- _Written request_
Which lines in the records contain the string "green"? Select and copy out each of them, treating uppercase and lowercase as different.

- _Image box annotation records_
____________

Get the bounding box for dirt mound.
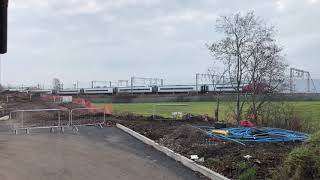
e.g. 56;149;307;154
159;125;219;156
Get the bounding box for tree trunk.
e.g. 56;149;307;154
214;93;220;121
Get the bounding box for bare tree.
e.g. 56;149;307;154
248;41;288;121
208;64;226;121
208;12;286;122
209;12;262;122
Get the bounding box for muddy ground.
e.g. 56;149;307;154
0;93;301;179
112;116;301;179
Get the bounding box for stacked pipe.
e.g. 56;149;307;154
0;0;8;54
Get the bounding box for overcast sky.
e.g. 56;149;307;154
2;0;320;88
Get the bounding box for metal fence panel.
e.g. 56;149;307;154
71;108;106;126
10;109;70;129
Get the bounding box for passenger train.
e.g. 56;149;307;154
23;84;248;95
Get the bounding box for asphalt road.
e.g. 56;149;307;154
0;127;201;180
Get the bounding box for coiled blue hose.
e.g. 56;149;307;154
198;126;309;142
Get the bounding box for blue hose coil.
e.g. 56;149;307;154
198;126;309;142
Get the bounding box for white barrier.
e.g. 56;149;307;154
10;109;70;134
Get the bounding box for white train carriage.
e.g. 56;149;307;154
83;87;113;95
57;89;81;95
209;84;245;93
28;89;53;94
158;85;197;93
117;86;153;94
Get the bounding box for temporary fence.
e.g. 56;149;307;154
10;109;70;133
9;108;106;134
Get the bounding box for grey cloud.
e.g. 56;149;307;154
3;0;320;87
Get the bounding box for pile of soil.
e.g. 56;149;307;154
120;120;301;179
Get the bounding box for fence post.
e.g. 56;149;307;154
58;111;61;126
70;109;73;126
21;111;24;128
103;108;106;124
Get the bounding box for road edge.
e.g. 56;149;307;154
116;123;229;180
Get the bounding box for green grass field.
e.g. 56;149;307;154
96;101;320;121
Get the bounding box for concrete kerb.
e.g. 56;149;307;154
116;124;229;180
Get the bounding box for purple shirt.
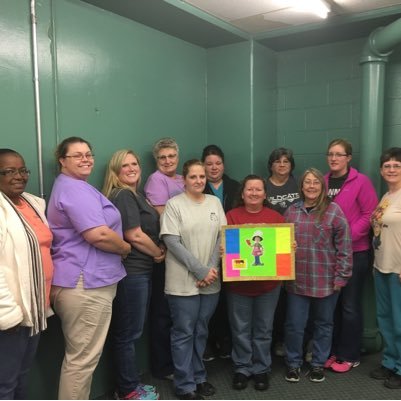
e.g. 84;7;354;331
144;170;184;206
47;174;126;288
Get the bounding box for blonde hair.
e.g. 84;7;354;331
102;149;141;198
299;167;331;222
152;137;180;161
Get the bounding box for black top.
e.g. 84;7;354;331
203;174;240;213
110;189;160;274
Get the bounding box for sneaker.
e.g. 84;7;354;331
332;361;361;373
369;365;393;380
309;366;325;383
115;386;159;400
324;355;337;369
273;343;285;356
285;368;301;383
383;373;401;390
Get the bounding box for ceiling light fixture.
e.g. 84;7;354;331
292;0;330;18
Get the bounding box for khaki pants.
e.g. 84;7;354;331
51;276;117;400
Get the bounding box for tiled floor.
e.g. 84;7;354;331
143;354;401;400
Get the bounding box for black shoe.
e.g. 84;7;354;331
285;367;301;383
369;365;393;380
218;338;232;359
383;373;401;390
233;373;249;390
196;382;216;397
176;391;204;400
309;366;326;383
253;373;269;391
202;344;216;362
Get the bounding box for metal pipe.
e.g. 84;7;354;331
31;0;44;198
360;18;401;193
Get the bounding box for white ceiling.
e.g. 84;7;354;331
182;0;401;35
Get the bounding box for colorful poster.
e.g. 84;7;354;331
222;224;295;281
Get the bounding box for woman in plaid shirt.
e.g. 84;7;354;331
284;168;352;382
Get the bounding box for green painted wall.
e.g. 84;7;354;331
252;43;278;177
0;0;206;399
207;42;252;179
277;40;364;174
0;0;206;195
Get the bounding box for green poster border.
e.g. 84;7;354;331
221;223;295;282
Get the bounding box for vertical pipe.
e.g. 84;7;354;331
249;39;255;173
30;0;44;198
360;59;386;188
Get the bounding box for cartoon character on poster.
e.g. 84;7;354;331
246;230;264;266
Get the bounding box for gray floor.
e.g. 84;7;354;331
139;354;401;400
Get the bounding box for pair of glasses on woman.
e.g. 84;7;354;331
0;167;31;177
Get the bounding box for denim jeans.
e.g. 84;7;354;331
374;269;401;375
285;292;339;368
227;286;280;376
112;273;151;396
0;327;40;400
167;293;219;394
332;250;371;362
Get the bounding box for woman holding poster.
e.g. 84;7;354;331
226;175;284;391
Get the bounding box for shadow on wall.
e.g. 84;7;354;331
28;316;114;400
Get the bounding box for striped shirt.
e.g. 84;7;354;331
284;202;352;298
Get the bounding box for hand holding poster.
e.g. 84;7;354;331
222;224;295;281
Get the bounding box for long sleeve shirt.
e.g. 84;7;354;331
284;202;352;298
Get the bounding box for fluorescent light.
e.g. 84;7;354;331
292;0;330;18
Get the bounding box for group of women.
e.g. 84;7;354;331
0;137;401;399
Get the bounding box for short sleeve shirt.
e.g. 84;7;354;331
160;193;226;296
144;170;184;206
47;174;126;288
110;189;160;274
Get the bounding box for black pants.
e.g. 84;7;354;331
149;263;174;379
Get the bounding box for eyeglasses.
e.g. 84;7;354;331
64;152;95;161
304;180;320;186
157;153;177;162
383;164;401;170
326;153;348;159
273;159;290;164
0;167;31;177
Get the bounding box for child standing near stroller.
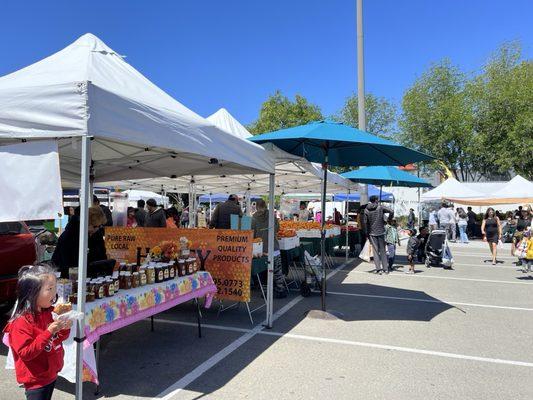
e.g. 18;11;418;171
405;229;420;274
515;230;533;273
385;219;400;271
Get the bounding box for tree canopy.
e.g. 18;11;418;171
248;90;323;135
334;93;397;138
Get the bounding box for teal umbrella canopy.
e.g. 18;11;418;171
249;121;433;166
341;166;432;187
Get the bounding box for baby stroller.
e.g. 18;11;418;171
425;230;453;269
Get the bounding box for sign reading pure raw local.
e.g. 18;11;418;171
105;227;253;301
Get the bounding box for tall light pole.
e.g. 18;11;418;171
357;0;368;205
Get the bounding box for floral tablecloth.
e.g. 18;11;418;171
59;271;217;383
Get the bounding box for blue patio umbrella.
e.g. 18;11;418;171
333;185;394;202
249;121;432;311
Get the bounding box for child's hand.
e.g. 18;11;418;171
61;319;72;330
48;320;65;335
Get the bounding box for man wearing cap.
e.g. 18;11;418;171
145;199;167;228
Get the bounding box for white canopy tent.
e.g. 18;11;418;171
420;178;485;201
105;109;356;326
0;34;274;187
0;34;274;399
448;175;533;206
105;108;355;195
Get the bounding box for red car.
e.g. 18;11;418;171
0;222;37;306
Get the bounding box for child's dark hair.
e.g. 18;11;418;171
11;264;54;321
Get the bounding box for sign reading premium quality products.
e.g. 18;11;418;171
105;227;253;302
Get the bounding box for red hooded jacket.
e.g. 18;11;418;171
5;308;70;390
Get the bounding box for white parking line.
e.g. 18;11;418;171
322;290;533;311
156;261;352;400
344;269;533;285
453;262;521;269
158;321;533;370
452;249;517;261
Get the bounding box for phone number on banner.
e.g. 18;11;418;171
213;278;244;296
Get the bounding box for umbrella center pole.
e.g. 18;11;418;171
320;153;329;311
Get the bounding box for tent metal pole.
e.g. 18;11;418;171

____________

- _Complete output_
Get the bounding box for green grass field.
Get the bounding box for green painted wall.
Get the bounding box for green poster border.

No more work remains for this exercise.